Exercise prompt:
When the line containing "Target: flooded street" appears in the data below, begin copying there and stop only after the line containing "In the photo above, where can the tall".

[Recorded data]

· · · · · · ·

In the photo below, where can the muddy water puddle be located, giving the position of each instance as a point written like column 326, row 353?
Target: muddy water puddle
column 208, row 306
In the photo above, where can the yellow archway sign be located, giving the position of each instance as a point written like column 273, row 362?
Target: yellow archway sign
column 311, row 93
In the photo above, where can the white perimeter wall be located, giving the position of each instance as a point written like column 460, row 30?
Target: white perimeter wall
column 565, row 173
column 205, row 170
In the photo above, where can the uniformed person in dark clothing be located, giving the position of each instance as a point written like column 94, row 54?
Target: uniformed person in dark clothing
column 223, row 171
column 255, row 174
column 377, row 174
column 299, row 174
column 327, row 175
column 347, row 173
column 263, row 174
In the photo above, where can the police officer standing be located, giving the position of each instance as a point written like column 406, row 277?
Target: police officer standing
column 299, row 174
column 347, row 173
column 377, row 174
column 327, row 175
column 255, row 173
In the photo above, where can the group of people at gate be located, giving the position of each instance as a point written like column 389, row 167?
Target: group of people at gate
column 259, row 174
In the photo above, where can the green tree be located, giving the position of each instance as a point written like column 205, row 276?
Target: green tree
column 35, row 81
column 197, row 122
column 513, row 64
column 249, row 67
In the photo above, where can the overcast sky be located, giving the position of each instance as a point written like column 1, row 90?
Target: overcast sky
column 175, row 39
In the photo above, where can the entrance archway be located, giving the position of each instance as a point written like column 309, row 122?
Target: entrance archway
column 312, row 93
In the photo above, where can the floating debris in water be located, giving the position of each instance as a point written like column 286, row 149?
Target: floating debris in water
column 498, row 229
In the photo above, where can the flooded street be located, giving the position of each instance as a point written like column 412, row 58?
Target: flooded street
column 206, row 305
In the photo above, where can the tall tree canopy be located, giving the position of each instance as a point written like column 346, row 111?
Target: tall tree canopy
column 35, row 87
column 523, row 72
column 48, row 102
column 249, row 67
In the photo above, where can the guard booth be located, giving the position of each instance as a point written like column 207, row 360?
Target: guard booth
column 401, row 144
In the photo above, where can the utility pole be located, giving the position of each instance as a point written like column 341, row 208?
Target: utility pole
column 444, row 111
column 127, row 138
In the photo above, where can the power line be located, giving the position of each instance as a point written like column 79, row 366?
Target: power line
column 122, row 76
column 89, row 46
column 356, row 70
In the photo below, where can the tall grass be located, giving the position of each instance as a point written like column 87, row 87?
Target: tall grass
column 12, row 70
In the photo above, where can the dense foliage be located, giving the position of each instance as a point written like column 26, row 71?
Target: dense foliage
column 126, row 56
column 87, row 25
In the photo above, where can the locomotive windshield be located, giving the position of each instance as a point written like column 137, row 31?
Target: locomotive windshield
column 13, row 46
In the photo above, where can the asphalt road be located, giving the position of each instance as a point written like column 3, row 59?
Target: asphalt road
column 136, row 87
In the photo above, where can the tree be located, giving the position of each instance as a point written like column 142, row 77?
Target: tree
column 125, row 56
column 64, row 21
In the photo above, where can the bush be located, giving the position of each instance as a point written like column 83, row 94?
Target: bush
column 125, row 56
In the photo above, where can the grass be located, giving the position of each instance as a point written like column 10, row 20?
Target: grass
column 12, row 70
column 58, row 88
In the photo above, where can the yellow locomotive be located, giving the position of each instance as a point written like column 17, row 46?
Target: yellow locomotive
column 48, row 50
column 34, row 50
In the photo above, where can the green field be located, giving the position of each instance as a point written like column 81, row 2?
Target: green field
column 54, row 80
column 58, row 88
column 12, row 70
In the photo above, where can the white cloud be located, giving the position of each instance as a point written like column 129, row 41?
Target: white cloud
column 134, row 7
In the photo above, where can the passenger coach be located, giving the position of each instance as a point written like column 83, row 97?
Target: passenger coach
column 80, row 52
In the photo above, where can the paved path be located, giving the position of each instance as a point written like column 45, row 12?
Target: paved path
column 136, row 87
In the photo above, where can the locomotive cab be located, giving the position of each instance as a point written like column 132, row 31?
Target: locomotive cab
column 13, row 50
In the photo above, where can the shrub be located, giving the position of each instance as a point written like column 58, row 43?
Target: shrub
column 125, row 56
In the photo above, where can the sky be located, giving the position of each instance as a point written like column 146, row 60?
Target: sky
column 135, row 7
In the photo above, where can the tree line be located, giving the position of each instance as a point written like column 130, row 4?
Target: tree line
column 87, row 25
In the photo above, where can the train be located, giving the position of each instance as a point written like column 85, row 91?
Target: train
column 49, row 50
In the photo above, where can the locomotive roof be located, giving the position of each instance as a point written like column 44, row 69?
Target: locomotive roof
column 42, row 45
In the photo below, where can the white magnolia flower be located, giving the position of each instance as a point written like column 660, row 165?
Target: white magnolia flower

· · · · · · ·

Written reply:
Target: flooded street
column 206, row 305
In the photo above, where can the tall tree canopy be located, giving the position of each instance as a point written like column 346, row 111?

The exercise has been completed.